◆ Extract provided ◆
+ + +

Once they were all in the car, Pollock started to drive crazily.

“Edith began to scream, ‘Let me out! Let me out!’ and as she did so, Jackson pushed the accelerator to the floor. As was the case when he attended parties in the 1930s, something about screaming women escalated his behavior—drove him into a frenzy.”

Pollock was fed up with the screaming woman in the back seat. He drove faster and more erratically until the car flew off the road, rolled over on Edith, and crushed her to death. According to her gravestone, she left a sibling or siblings, and a 62-year-old father who outlived her by five years.

There may be some room for doubt, but Pollock’s death seems to have been a murder-suicide, committed in a fit of drunken pique (Adams might not agree). My awareness of all this—especially the detail about forcing Edith back into the car—prevented me from abandoning myself to Convergence at the Buffalo museum. Wherever Pollock’s mind was, I didn’t want to go there anymore.

Peccadillos a-plenty. Funny, because I don’t usually get all judgmental about artists. I’m happy to overlook the disapproval that surrounds artists like Eric Gill, Pete Seeger, Woody Allen, Stephen Foster, Wilhelm Furtwängler, etc., and enjoy their works. Not to mention the sexual improprieties associated with almost every artist, everywhere, ever. But for some reason, murder curdles.

The painter Michelangelo Caravaggio killed a man back in the Renaissance. Does anyone think about the victim when admiring the painter’s chiaroscuro? His near contemporary Benvenuto Cellini writes proudly of having killed a rival artist (among others) in his Autobiography—yet no one favors melting down Cellini’s beautifully wrought gold sculptures as if they were, I dunno, statues of Confederate generals.

The “maybe” men. I can be more lax about artists who only maybe committed murder. Singer Jerry Lee Lewis remains a favorite, despite his reputation as an abusive spouse and the mysterious deaths of two of his wives. And come to think of it, he literally called himself “The Killer.”

Singer-songwriter Larry Williams had a couple of his songs covered by the Beatles and repaid the Goddess of Good Fortune by becoming a drug dealer, pimp, and gangster who may possibly have made some rivals disappear. Still, I’m going to keep listening to “Dizzy Miss Lizzie,” “Slow Down,” and “Bony Moronie” as I have all my life.

And is anybody prepared to give up the Beatles? In his controversial 1988 biography The Lives of John Lennon, Albert Goldman claims that John Lennon participated in the fatal back-alley beating of a German sailor during the band’s Hamburg era. Goldman gives no source, and no one has come forward to corroborate the claim. But it always made sense to me. It would explain the almost systematic program of self-annihilation Lennon undertook at the height of the Beatles’ fame—turning himself overnight from the world’s coolest man to one of its biggest saps. Divorce, heroin, alcoholism, nude photos, seclusion, lousy albums. It was almost as if he had a guilty conscience that wouldn’t allow him to accept all the adulation. Contrast him with the well-adjusted Paul McCartney, who’s comfortably basked in the world’s hosannas for the past 60 years.

+ + +

Pointing dataset records
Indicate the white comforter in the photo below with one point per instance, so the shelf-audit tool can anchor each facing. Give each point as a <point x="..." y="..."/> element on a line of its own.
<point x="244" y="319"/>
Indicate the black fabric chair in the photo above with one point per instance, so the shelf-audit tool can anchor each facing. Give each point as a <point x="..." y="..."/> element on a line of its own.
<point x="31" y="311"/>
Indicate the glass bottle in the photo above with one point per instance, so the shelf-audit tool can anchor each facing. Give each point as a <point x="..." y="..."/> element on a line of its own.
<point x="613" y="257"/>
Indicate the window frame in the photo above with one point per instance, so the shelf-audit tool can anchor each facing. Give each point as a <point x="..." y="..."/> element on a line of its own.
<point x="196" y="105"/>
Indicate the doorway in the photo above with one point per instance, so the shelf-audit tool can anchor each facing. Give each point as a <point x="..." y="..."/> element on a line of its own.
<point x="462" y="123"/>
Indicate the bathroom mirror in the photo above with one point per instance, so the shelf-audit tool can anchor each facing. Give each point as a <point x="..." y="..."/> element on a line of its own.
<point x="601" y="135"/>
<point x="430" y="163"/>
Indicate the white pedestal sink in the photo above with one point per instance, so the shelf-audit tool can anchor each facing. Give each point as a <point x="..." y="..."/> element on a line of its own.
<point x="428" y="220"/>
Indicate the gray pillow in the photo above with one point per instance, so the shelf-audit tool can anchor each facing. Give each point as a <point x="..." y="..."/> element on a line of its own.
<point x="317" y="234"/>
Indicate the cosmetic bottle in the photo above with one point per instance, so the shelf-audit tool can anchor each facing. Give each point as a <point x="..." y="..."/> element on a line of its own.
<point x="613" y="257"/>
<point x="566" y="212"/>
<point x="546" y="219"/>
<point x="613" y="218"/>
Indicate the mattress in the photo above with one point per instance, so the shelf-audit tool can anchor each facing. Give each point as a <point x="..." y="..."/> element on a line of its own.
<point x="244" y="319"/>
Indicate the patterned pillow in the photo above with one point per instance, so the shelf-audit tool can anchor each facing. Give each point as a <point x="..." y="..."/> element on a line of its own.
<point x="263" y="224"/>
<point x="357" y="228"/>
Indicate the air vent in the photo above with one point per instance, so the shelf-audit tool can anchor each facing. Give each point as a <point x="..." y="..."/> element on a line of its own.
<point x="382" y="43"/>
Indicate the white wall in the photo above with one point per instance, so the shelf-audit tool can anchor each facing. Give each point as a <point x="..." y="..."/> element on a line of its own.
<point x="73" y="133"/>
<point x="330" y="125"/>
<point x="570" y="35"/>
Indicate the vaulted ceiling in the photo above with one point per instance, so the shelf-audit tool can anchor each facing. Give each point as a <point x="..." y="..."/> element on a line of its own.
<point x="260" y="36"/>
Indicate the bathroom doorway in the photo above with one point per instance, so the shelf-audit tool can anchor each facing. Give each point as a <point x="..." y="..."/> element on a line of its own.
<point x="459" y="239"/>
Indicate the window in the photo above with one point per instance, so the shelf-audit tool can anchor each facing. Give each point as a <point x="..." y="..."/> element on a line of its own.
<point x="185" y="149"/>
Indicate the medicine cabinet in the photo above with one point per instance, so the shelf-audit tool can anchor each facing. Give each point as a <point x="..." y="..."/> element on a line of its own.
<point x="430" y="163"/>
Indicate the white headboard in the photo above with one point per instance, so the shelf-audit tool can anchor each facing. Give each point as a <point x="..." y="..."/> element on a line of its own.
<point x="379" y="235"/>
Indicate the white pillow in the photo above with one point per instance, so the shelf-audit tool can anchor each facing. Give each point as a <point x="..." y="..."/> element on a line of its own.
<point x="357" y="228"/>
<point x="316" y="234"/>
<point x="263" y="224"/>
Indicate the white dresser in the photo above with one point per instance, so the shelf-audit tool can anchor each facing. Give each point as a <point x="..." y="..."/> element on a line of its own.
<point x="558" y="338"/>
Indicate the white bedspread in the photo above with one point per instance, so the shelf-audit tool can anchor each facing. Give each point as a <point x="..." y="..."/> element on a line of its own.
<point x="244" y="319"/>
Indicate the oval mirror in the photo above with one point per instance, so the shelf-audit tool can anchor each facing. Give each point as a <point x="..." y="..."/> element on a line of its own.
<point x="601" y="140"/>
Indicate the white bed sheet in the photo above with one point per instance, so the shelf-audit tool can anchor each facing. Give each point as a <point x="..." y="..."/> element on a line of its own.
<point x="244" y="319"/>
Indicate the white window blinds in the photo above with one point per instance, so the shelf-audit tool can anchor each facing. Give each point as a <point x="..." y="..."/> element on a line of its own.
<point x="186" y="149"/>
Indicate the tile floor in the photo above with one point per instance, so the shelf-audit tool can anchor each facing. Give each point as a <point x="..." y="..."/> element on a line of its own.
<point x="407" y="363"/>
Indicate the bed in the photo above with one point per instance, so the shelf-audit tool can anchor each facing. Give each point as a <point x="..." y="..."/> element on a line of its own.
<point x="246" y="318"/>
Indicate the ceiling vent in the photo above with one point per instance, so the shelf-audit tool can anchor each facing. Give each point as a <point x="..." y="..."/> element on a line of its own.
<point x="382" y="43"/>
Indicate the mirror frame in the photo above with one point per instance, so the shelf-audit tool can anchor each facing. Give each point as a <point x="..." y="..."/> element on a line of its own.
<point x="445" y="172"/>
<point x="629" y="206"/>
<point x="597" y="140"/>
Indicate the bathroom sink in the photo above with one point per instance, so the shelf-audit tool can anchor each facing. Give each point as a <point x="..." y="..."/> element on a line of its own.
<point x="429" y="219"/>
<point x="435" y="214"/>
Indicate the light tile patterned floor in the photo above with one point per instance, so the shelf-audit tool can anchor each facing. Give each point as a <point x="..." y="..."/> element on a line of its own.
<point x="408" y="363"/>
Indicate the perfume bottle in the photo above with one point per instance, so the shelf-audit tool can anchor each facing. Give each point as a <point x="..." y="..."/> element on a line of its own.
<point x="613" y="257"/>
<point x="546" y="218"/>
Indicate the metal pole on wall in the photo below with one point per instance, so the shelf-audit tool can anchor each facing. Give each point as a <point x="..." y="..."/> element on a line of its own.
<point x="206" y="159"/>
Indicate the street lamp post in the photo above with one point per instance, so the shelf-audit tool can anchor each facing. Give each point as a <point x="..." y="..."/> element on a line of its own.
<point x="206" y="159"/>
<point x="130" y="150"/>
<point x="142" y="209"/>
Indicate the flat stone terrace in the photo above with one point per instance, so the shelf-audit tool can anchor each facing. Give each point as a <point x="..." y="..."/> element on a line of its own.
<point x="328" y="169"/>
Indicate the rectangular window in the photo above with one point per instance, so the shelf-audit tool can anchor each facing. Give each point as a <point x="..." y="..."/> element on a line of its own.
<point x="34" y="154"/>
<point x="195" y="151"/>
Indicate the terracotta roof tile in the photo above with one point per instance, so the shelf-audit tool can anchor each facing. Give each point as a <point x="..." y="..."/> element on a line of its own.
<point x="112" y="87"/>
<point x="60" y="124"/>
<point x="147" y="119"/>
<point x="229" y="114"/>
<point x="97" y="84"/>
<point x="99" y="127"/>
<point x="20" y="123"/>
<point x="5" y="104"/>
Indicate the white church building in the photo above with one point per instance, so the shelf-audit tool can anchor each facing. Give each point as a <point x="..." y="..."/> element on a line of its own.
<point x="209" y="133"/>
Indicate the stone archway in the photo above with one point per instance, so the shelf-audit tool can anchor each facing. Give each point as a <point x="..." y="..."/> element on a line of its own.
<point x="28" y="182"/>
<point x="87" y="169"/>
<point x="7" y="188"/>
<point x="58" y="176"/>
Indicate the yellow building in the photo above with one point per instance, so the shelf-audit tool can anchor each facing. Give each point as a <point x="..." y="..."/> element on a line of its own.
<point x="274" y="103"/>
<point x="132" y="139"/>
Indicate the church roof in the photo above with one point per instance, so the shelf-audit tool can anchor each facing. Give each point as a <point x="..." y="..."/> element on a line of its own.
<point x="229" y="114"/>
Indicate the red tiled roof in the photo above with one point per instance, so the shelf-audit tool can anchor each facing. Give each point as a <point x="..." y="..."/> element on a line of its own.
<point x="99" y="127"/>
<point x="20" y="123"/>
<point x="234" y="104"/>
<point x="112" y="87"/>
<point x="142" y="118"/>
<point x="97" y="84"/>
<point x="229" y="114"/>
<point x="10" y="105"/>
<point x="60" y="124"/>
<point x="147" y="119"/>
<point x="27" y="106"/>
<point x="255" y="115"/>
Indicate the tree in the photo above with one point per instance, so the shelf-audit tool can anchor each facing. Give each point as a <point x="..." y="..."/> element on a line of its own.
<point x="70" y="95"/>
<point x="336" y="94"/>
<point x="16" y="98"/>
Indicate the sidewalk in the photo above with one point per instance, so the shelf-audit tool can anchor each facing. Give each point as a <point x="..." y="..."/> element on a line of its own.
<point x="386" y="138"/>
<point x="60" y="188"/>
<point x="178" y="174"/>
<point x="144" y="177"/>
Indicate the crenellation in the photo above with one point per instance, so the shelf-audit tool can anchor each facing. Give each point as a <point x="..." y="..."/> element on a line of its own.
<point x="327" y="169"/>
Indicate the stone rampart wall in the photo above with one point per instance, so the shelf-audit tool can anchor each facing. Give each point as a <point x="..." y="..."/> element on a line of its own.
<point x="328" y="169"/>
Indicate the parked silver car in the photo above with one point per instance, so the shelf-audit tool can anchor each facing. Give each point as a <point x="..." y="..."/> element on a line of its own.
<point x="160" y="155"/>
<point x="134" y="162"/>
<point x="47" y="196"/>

+ + +

◆ Things to do ◆
A. From the essay on artists linked to killings, return the passage starting at "Pollock was fed" and ending at "go there anymore.", copied word for word.
B. Resume the essay on artists linked to killings, continuing on from its final sentence.

◆ Responses by task ◆
A.
Pollock was fed up with the screaming woman in the back seat. He drove faster and more erratically until the car flew off the road, rolled over on Edith, and crushed her to death. According to her gravestone, she left a sibling or siblings, and a 62-year-old father who outlived her by five years.

There may be some room for doubt, but Pollock’s death seems to have been a murder-suicide, committed in a fit of drunken pique (Adams might not agree). My awareness of all this—especially the detail about forcing Edith back into the car—prevented me from abandoning myself to Convergence at the Buffalo museum. Wherever Pollock’s mind was, I didn’t want to go there anymore.

B.
Nail in the Coffin. It seems almost karmic that Lennon’s post-Beatles career grew intertwined with that of producer Phil Spector, a fully credentialed great artist and murderer. Spector produced epic singles like “Be My Baby” and “Da Doo Ron Ron” before producing (badly) the Beatles’ Let It Be album and shooting actress-model Lana Clarkson to death in 2003.

Almost as if they were being sucked into a dark vortex, Lennon and Spector, at one point, got mixed up with Morris Levy, owner of Roulette Records—a gangster who could make or break a hit record and who is said to have broken legs and heads while doing so. Together, the three of them made Rock ‘n’ Roll, an album on which Lennon murders favorite songs from the 1950s and puts the final nail in his own musical coffin.

A line we don’t cross. Then there’s the Beach Boys. A friend of mine who, like me, is a big fan of early 1960s Beach Boys, learned from the band’s biography that their drummer Dennis Wilson was friends with Charles Manson and helped the cult leader record demo tracks of his original songs. My friend messaged me, “You ought to hear Manson’s record. Some of the songs aren’t bad.”

Yeah, no thanks. And speaking of rock ‘n’ roll, here’s a superficial irony worthy of a split second of your time. Most cultural historians agree that the first rock ‘n’ roll hit was “Rocket 88,” released in 1951 by the Ike Turner Band, with lead vocals by Jackie Brenston. Turner was a true father of rock ‘n’ roll and, by all accounts, a violent and often drug-addicted man. “Rocket 88” celebrates the Oldsmobile 88—the same model car Jackson Pollock used to kill Edith Metzger one year later.

A 1951 Oldsmobile 88.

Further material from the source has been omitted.